** Opening Record extracts block **
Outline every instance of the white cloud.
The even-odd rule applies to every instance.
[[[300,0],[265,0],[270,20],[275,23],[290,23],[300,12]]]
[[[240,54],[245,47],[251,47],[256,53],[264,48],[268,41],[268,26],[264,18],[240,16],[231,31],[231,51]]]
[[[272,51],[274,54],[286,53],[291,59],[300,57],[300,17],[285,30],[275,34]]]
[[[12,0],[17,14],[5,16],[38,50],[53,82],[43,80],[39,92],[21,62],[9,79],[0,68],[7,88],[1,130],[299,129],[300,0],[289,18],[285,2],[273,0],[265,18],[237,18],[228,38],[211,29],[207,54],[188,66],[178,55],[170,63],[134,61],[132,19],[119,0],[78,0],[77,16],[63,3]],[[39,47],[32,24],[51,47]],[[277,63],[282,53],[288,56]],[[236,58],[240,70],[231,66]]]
** Closing Record extracts block **
• _What to do_
All of the entries above, written out exactly, make up the reply.

• _Written solution_
Outline every instance of the white cloud.
The even-odd rule applies to every instance.
[[[300,0],[265,0],[270,20],[275,23],[290,23],[300,12]]]
[[[240,54],[245,47],[251,47],[256,53],[264,48],[268,41],[268,26],[264,18],[240,16],[231,31],[231,51]]]
[[[272,51],[274,54],[286,53],[291,59],[300,57],[300,17],[285,30],[275,34]]]
[[[12,0],[17,14],[5,16],[38,50],[53,82],[43,80],[39,92],[21,62],[9,79],[0,68],[7,88],[1,130],[299,129],[300,0],[289,18],[285,2],[273,0],[265,18],[237,18],[228,38],[211,29],[207,54],[188,66],[178,55],[170,63],[134,61],[132,19],[119,0],[78,0],[77,16],[63,3]],[[39,47],[32,24],[51,47]],[[277,63],[282,53],[288,56]],[[236,58],[240,70],[231,66]]]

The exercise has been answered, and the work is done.